◆ **TEXTE DU DOCUMENT**:
—————

Dans une décision QPC du 11 juin 2021, le Conseil constitutionnel a censuré, pour violation du droit au respect de la vie privée, les dispositions issues de l’ordonnance du 25 novembre 2020 prévoyant la communication à l’administration des informations médicales nécessaires à l’examen des droits au congé de maladie imputable au service des fonctionnaires.

 

 

Conseil constitutionnel, 11 juin 2021, n° 2021-917 QPC

 

 

Le Conseil constitutionnel était saisi par l’Union nationale des syndicats autonomes de la fonction publique d’une question prioritaire de constitutionnalité relative à la rédaction du VIII de l’article 21 bis de la loi du 13 juillet 1983 portant droit et obligations des fonctionnaires issue de l’ordonnance du 25 novembre 2020, aux termes duquel :

 

« I.- Le fonctionnaire en activité a droit à un congé pour invalidité temporaire imputable au service lorsque son incapacité temporaire de travail est consécutive à un accident reconnu imputable au service, à un accident de trajet ou à une maladie contractée en service définis aux II, III et IV du présent article. (…)

—————

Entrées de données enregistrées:
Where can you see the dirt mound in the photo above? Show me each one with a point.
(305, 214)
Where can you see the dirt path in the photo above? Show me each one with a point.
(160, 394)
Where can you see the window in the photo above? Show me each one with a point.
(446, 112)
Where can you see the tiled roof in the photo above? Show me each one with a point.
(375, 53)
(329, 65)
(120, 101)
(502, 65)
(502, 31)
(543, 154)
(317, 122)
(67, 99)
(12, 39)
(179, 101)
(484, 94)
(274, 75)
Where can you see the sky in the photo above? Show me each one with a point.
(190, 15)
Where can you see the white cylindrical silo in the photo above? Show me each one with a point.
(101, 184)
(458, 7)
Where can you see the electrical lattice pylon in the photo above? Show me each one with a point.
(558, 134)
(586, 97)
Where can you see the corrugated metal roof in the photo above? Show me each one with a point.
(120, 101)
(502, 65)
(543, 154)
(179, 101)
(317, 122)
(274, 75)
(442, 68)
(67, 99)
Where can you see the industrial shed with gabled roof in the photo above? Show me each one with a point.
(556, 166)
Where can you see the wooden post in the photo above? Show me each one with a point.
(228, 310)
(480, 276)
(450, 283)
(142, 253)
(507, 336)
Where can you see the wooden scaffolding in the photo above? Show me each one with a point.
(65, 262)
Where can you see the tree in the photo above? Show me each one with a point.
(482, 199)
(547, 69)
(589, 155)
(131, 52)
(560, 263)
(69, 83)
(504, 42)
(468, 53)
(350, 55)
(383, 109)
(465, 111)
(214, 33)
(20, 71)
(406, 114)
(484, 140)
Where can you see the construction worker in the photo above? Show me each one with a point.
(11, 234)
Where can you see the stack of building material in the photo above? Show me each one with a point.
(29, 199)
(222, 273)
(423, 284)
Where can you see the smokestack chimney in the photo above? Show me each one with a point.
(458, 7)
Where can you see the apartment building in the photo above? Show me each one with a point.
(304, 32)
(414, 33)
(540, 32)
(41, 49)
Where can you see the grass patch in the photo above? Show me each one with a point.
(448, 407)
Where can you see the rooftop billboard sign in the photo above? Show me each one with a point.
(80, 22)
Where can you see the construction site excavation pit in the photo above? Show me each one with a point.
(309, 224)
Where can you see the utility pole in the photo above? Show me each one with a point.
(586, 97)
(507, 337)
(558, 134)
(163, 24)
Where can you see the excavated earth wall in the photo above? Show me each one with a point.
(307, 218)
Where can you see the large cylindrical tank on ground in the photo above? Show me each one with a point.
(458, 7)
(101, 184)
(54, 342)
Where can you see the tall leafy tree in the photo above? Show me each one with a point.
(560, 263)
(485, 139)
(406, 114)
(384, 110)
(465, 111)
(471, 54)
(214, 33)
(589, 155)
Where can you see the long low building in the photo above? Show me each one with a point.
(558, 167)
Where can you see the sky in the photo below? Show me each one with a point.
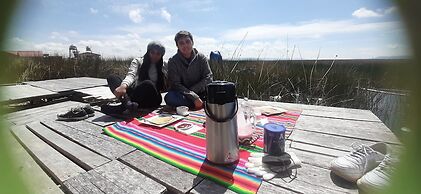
(271, 29)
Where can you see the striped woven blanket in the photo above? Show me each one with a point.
(188, 152)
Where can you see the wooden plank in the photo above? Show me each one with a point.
(78, 154)
(317, 149)
(62, 85)
(99, 92)
(347, 128)
(314, 159)
(362, 115)
(41, 110)
(173, 178)
(128, 178)
(57, 165)
(22, 92)
(268, 188)
(102, 119)
(322, 111)
(47, 114)
(35, 179)
(103, 145)
(88, 127)
(81, 184)
(312, 179)
(327, 140)
(207, 186)
(93, 180)
(55, 85)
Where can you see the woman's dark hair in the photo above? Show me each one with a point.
(144, 71)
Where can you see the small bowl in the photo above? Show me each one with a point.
(182, 110)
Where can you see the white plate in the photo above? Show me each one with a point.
(174, 119)
(193, 128)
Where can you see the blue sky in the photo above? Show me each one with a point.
(272, 29)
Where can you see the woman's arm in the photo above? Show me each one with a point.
(131, 75)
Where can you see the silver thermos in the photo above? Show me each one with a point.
(221, 108)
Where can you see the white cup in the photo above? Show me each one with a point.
(182, 110)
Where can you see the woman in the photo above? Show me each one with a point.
(142, 86)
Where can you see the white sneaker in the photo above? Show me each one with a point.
(362, 159)
(378, 178)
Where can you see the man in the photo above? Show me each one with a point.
(188, 74)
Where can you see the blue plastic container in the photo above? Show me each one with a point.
(274, 139)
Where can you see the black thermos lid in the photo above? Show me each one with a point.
(220, 92)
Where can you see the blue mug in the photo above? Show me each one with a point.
(274, 139)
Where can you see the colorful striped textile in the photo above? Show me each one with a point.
(188, 152)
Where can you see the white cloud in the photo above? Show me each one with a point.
(58, 36)
(365, 13)
(390, 10)
(93, 11)
(135, 16)
(165, 14)
(314, 29)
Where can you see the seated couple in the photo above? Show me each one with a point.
(184, 77)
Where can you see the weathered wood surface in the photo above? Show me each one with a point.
(48, 112)
(68, 84)
(35, 179)
(23, 92)
(362, 130)
(57, 165)
(100, 143)
(113, 177)
(173, 178)
(321, 134)
(85, 158)
(99, 92)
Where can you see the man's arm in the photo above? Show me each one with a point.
(206, 76)
(175, 81)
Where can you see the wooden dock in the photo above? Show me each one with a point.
(76, 157)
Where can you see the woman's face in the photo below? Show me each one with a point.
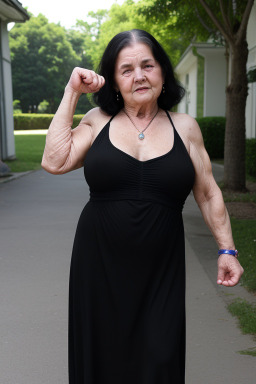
(138, 76)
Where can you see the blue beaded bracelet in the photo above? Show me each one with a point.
(228, 252)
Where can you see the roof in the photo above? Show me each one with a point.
(12, 11)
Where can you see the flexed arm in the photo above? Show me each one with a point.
(65, 148)
(210, 201)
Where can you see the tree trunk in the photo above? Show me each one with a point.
(236, 94)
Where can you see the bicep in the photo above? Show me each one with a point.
(80, 142)
(205, 186)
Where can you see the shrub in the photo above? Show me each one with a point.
(251, 157)
(29, 121)
(213, 131)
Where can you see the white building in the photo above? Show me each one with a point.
(10, 11)
(202, 70)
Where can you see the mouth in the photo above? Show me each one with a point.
(141, 89)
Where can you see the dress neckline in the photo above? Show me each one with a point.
(134, 158)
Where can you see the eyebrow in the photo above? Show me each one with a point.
(127, 65)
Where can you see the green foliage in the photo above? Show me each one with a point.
(31, 121)
(42, 60)
(16, 106)
(106, 24)
(29, 152)
(43, 107)
(213, 131)
(246, 314)
(244, 233)
(251, 157)
(193, 22)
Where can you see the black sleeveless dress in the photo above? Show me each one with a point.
(127, 276)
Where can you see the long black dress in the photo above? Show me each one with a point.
(127, 277)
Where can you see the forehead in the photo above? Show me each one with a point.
(136, 51)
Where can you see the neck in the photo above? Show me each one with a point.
(141, 112)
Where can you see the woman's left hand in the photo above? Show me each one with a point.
(229, 270)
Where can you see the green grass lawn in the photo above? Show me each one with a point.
(244, 233)
(29, 151)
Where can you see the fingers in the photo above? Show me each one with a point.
(85, 81)
(92, 80)
(229, 271)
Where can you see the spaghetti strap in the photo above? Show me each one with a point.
(127, 275)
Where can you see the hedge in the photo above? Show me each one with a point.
(213, 131)
(28, 121)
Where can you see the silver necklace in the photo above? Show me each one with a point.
(141, 134)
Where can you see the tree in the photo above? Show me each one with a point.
(42, 60)
(224, 20)
(106, 24)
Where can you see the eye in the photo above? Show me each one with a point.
(127, 72)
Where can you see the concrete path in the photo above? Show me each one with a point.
(39, 214)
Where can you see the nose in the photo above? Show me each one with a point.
(139, 75)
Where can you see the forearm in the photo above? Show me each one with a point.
(59, 136)
(217, 219)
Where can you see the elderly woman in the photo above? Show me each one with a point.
(127, 277)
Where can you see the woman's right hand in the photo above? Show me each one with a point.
(85, 81)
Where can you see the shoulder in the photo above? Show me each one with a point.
(187, 126)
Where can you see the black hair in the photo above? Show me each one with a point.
(106, 98)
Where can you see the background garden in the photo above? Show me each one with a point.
(43, 56)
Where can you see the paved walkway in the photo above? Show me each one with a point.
(39, 213)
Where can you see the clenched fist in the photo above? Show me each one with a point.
(85, 81)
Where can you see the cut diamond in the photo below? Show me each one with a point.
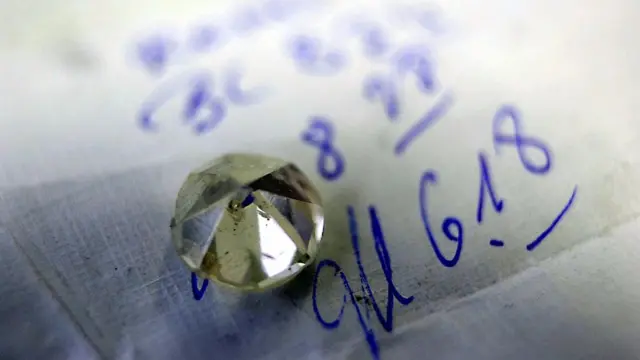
(248, 221)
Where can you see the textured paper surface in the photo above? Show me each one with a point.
(87, 195)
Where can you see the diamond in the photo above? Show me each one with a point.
(247, 221)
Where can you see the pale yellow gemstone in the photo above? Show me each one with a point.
(247, 221)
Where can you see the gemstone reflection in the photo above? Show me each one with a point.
(248, 221)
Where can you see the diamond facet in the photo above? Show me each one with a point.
(247, 221)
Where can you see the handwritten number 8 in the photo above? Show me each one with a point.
(320, 134)
(451, 226)
(520, 141)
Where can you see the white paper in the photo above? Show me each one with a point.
(88, 186)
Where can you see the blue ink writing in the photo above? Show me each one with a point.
(393, 295)
(154, 52)
(201, 98)
(309, 55)
(203, 110)
(496, 243)
(520, 141)
(554, 223)
(193, 82)
(430, 177)
(486, 186)
(416, 61)
(198, 292)
(438, 111)
(379, 88)
(321, 134)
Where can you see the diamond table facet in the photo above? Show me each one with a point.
(248, 221)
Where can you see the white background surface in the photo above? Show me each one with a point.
(87, 193)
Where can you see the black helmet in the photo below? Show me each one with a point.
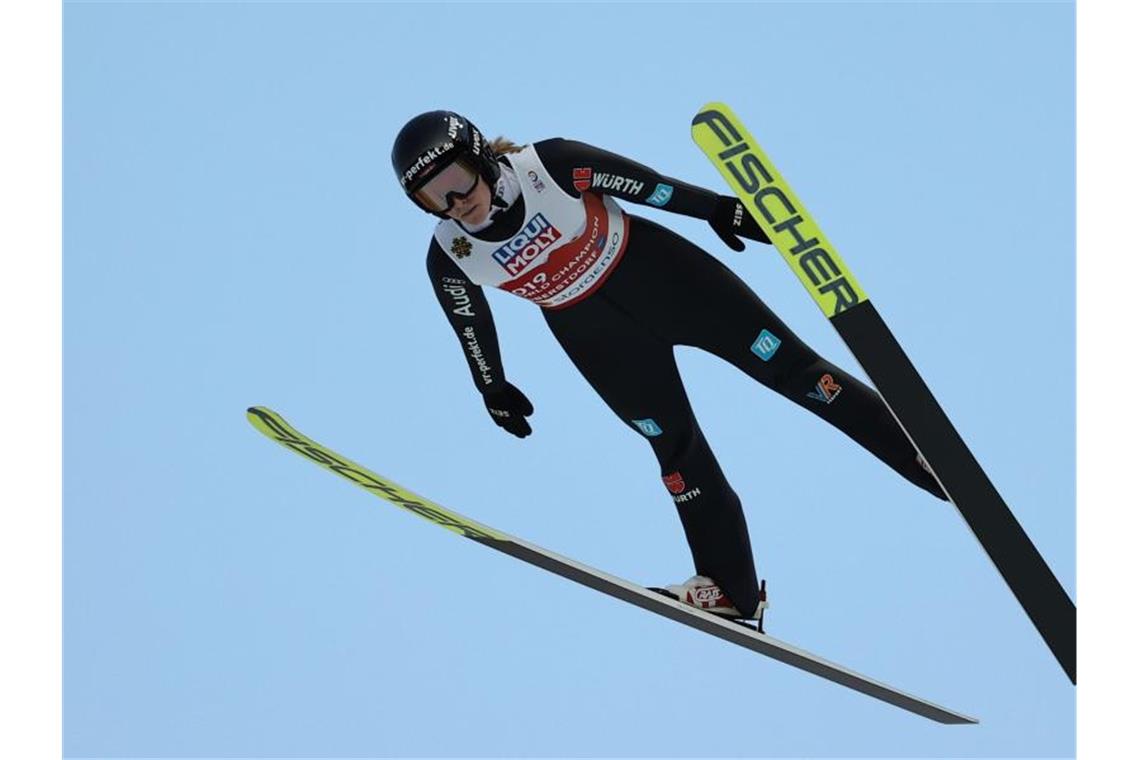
(430, 142)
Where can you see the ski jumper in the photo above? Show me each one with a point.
(620, 292)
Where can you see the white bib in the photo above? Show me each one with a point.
(566, 248)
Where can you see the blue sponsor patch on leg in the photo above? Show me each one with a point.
(661, 195)
(648, 427)
(765, 345)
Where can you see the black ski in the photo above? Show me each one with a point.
(768, 197)
(274, 426)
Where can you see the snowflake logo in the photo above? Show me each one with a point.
(461, 247)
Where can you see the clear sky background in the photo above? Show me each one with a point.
(234, 235)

—————

◆ **QUESTIONS D'ANALYSE**:
• a. Relevez toutes les dates distinctes (jour, mois et année) mentionnées dans le texte sur la décision QPC.
• b. Recopiez à l'identique, dans le texte sur la décision QPC, le passage allant de « Dans une décision » jusqu'à « service des fonctionnaires. » inclus.
Ces enregistrements proviennent d'une source distincte.

◆ **RÉPONSES PAR QUESTION**:
• a. 11 juin 2021 ; 25 novembre 2020 ; 13 juillet 1983

• b.
Dans une décision QPC du 11 juin 2021, le Conseil constitutionnel a censuré, pour violation du droit au respect de la vie privée, les dispositions issues de l’ordonnance du 25 novembre 2020 prévoyant la communication à l’administration des informations médicales nécessaires à l’examen des droits au congé de maladie imputable au service des fonctionnaires.